_DATA LINES_
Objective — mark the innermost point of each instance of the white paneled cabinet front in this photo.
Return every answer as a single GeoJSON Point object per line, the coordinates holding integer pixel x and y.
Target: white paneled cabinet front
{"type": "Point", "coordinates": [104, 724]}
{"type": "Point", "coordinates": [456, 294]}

_TASK DETAILS_
Rewrite the records above as a Markdown table with the columns Row and Record line, numbering each non-blank line in order.

_ANSWER TO THIS PROBLEM_
| Row | Record line |
|---|---|
| 1 | Objective — mark the innermost point of each instance of the white paneled cabinet front in this photo. |
| 2 | Return every answer as a single GeoJSON Point object per line, the coordinates holding integer pixel x and y. |
| 3 | Target: white paneled cabinet front |
| 4 | {"type": "Point", "coordinates": [104, 724]} |
| 5 | {"type": "Point", "coordinates": [456, 294]} |